### TO BE DONE:
Display every line in the records below that contains the word "ceiling", copied in full. Case counts when matching.

### RAW DATA:
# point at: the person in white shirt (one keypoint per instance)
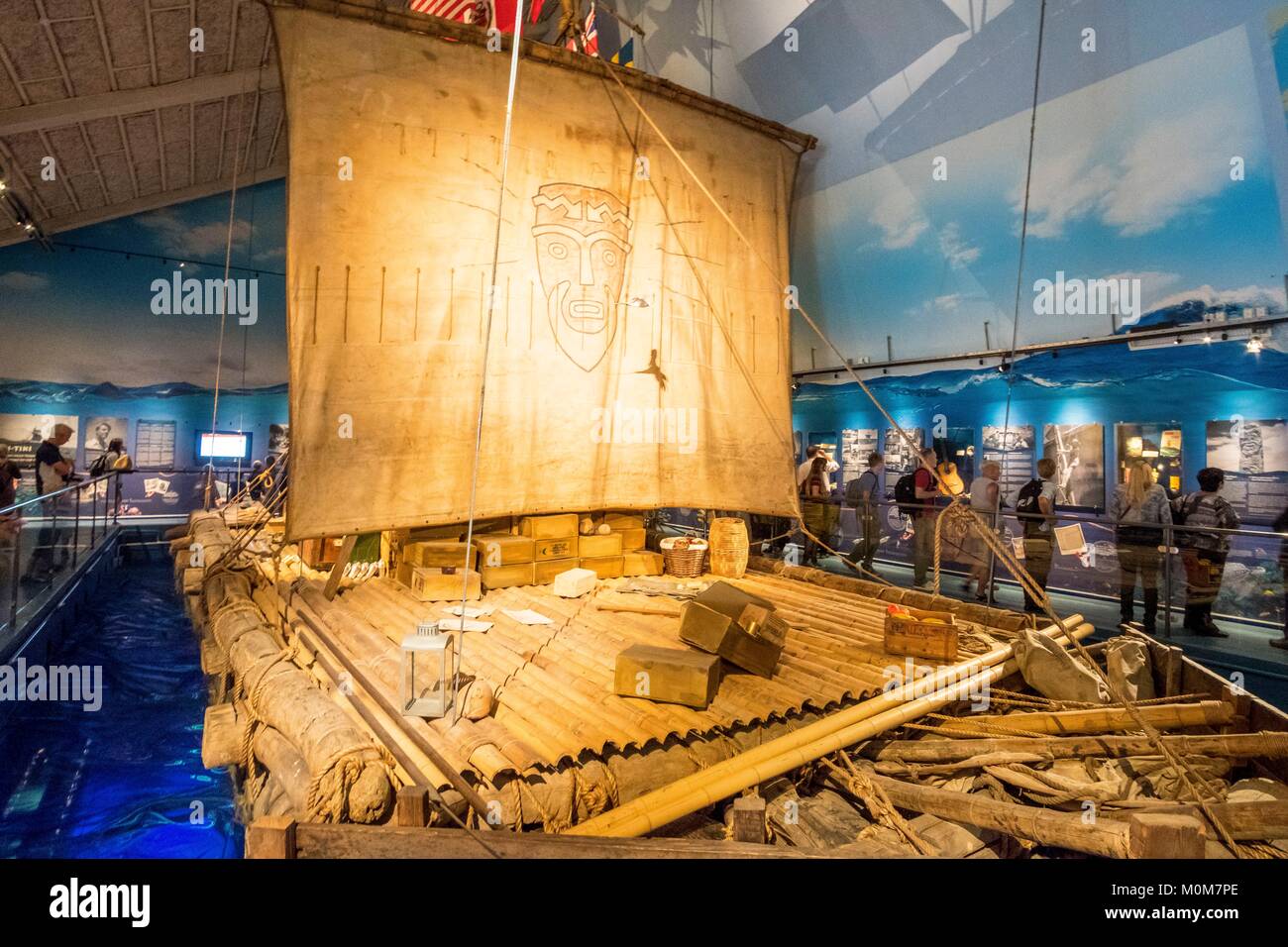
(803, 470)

* * *

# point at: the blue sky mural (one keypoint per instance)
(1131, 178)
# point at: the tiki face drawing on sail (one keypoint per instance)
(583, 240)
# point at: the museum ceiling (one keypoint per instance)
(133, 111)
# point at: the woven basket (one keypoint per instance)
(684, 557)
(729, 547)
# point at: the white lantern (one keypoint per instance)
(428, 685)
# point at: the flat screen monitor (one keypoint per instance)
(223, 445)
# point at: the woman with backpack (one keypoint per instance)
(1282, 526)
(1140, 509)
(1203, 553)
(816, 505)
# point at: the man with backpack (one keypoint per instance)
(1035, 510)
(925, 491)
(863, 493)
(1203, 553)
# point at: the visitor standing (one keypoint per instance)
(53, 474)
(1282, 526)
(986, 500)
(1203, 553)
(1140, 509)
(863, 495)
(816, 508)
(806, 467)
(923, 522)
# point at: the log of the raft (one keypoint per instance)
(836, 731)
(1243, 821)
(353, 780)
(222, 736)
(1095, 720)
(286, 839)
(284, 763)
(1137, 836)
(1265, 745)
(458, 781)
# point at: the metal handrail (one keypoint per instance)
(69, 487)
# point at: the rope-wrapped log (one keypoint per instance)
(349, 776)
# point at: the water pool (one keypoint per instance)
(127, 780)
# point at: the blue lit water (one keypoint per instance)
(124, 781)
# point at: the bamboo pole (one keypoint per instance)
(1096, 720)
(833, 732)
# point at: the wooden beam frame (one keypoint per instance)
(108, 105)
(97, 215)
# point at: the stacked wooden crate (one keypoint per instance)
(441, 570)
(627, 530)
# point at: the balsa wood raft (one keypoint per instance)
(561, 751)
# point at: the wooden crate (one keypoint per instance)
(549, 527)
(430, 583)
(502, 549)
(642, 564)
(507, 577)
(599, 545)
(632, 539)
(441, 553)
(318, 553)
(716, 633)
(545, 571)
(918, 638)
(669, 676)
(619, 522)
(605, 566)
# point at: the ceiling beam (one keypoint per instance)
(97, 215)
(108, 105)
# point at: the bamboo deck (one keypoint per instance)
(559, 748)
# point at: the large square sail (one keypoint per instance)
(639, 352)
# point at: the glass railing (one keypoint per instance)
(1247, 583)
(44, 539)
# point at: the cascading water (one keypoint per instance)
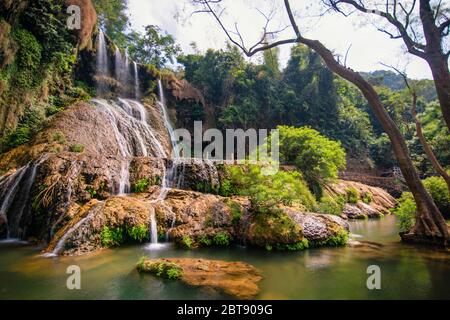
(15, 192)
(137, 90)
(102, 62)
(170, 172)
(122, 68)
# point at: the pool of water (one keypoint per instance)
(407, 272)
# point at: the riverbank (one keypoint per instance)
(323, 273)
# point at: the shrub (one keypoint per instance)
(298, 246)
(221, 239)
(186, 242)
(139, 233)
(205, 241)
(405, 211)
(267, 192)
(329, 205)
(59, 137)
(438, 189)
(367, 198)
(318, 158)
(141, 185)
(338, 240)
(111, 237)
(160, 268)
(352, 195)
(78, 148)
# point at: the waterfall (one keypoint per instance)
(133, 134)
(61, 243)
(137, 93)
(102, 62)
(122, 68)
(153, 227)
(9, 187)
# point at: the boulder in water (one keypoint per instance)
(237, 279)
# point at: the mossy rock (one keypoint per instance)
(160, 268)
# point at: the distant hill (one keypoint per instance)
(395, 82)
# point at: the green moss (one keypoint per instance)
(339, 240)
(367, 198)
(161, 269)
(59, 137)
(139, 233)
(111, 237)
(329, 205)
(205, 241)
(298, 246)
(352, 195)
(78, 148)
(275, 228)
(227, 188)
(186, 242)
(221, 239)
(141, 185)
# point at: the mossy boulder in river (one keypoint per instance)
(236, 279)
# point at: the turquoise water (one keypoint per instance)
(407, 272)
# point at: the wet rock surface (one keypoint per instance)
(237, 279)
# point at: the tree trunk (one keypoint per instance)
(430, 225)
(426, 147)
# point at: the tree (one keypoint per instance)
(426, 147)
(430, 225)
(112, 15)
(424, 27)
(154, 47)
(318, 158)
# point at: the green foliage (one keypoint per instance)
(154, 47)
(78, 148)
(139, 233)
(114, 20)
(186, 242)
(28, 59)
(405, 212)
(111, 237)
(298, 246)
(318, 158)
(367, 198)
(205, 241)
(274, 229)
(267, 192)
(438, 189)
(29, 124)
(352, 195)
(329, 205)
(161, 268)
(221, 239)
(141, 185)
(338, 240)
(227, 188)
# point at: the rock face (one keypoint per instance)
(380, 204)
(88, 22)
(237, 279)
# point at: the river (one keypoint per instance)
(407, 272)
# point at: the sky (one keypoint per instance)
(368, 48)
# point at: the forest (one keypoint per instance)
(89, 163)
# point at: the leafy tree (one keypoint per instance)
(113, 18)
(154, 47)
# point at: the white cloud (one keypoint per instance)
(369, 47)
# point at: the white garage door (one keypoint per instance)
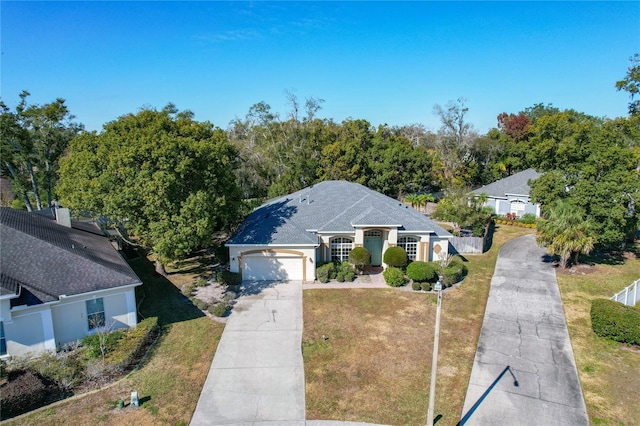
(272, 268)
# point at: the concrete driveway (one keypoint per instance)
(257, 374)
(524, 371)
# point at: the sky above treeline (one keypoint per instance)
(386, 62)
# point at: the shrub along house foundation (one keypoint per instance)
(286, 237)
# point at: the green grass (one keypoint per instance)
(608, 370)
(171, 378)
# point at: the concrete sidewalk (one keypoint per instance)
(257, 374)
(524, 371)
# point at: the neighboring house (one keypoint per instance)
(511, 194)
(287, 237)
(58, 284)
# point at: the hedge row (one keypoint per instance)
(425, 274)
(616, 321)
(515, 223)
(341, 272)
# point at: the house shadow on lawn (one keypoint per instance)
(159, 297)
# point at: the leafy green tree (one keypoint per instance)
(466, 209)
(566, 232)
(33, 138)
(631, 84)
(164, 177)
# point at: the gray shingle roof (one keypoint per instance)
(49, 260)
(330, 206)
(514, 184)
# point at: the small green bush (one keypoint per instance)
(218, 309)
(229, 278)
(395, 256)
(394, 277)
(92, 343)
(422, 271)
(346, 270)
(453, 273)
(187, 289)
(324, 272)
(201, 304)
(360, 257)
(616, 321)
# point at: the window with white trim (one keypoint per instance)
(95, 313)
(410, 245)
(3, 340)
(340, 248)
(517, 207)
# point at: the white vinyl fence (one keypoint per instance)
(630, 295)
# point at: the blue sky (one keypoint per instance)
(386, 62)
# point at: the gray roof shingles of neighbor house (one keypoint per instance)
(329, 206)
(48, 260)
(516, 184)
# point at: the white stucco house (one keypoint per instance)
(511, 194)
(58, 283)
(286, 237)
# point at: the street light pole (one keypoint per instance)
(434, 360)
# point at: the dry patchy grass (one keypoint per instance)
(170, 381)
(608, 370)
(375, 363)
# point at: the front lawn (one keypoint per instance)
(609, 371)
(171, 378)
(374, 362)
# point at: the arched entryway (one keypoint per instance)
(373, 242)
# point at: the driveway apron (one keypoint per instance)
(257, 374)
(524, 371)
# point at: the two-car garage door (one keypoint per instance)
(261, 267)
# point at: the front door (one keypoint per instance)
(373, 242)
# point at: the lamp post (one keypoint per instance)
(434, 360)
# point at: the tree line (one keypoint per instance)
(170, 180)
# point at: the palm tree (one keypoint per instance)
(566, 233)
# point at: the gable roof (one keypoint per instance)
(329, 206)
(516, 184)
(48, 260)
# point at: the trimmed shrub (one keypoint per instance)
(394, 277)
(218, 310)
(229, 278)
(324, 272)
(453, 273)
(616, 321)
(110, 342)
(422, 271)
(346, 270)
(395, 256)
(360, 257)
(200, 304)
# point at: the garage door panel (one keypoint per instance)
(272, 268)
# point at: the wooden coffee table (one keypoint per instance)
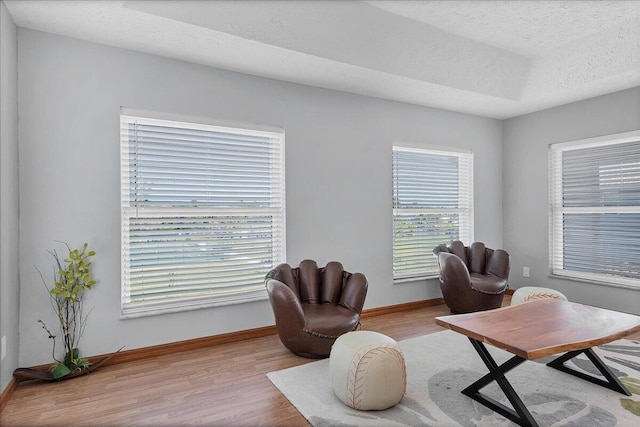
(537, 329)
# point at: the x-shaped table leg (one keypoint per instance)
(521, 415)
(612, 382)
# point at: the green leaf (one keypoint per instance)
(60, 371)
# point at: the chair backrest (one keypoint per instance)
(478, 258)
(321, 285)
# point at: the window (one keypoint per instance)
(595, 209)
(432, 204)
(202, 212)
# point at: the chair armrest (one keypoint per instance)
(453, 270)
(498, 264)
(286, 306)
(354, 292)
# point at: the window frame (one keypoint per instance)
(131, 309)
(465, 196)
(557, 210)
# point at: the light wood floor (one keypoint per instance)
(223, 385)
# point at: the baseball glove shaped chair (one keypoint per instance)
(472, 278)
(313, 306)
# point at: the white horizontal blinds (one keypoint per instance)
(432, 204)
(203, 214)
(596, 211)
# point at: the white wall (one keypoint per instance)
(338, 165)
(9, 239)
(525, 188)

==

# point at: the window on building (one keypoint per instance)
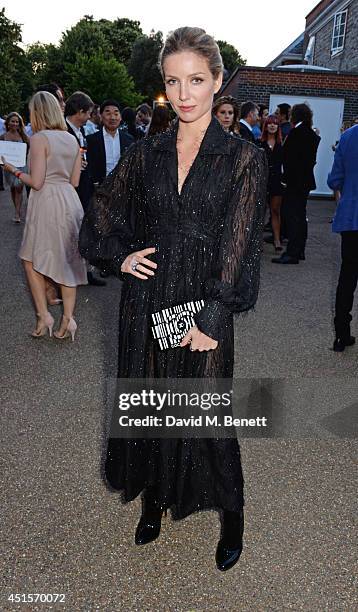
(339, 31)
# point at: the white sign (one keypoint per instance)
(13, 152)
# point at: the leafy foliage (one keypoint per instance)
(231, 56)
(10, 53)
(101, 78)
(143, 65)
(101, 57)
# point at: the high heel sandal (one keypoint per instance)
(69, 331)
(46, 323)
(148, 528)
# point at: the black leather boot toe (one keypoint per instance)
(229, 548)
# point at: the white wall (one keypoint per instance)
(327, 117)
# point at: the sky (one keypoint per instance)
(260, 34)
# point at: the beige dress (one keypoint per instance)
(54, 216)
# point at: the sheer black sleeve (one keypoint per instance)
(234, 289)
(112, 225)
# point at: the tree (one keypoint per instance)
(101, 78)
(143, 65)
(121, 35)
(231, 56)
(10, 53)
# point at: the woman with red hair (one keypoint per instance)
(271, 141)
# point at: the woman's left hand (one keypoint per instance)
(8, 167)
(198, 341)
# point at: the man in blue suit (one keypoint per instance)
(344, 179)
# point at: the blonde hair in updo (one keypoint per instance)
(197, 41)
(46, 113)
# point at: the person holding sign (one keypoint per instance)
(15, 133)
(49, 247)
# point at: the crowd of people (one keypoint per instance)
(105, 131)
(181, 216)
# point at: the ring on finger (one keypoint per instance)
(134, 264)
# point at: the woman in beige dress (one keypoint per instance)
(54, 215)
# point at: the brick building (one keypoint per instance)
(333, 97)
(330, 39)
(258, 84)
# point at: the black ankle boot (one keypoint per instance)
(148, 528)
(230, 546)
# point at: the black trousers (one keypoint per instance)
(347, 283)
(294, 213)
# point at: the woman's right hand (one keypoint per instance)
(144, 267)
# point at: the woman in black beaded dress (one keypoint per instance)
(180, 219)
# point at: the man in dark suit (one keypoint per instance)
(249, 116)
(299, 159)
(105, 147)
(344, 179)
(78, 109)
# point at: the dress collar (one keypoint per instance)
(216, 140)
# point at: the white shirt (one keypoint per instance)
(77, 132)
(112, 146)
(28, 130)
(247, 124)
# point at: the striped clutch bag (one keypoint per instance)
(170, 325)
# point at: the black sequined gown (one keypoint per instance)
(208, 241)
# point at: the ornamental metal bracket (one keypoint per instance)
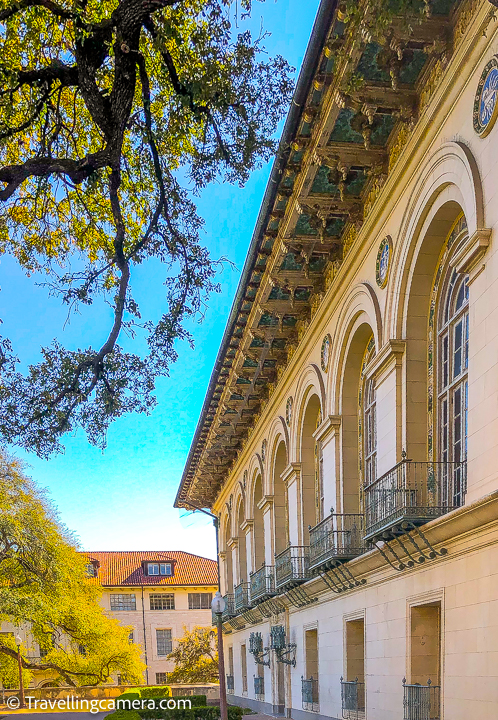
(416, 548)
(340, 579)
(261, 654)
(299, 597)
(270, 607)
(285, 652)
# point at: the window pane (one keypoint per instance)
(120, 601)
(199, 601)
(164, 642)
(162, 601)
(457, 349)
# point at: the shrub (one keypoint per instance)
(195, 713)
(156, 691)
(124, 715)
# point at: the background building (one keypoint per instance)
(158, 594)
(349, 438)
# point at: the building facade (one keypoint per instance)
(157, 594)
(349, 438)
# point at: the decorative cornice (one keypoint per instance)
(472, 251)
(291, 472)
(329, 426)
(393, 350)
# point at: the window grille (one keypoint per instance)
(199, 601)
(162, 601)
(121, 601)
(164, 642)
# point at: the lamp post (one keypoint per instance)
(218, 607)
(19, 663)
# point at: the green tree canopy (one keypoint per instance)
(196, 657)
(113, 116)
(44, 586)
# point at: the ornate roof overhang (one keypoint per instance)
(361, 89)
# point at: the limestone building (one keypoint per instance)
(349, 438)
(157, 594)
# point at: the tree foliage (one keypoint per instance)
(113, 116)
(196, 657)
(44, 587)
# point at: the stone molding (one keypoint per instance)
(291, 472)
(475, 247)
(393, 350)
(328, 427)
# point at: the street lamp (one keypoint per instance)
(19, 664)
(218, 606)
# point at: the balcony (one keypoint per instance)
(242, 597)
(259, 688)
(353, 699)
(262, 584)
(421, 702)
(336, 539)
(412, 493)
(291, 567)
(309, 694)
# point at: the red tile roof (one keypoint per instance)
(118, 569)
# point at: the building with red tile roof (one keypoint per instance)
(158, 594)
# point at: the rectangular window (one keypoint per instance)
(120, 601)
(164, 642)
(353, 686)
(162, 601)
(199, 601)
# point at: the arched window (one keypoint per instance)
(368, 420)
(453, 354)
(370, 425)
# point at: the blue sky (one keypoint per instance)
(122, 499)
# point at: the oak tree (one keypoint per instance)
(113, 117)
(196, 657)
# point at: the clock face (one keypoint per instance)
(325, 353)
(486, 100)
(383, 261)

### FULL SOLUTION:
# point at: the museum ceiling (one keypoint per instance)
# point at: the ceiling beam (one keypoint per instance)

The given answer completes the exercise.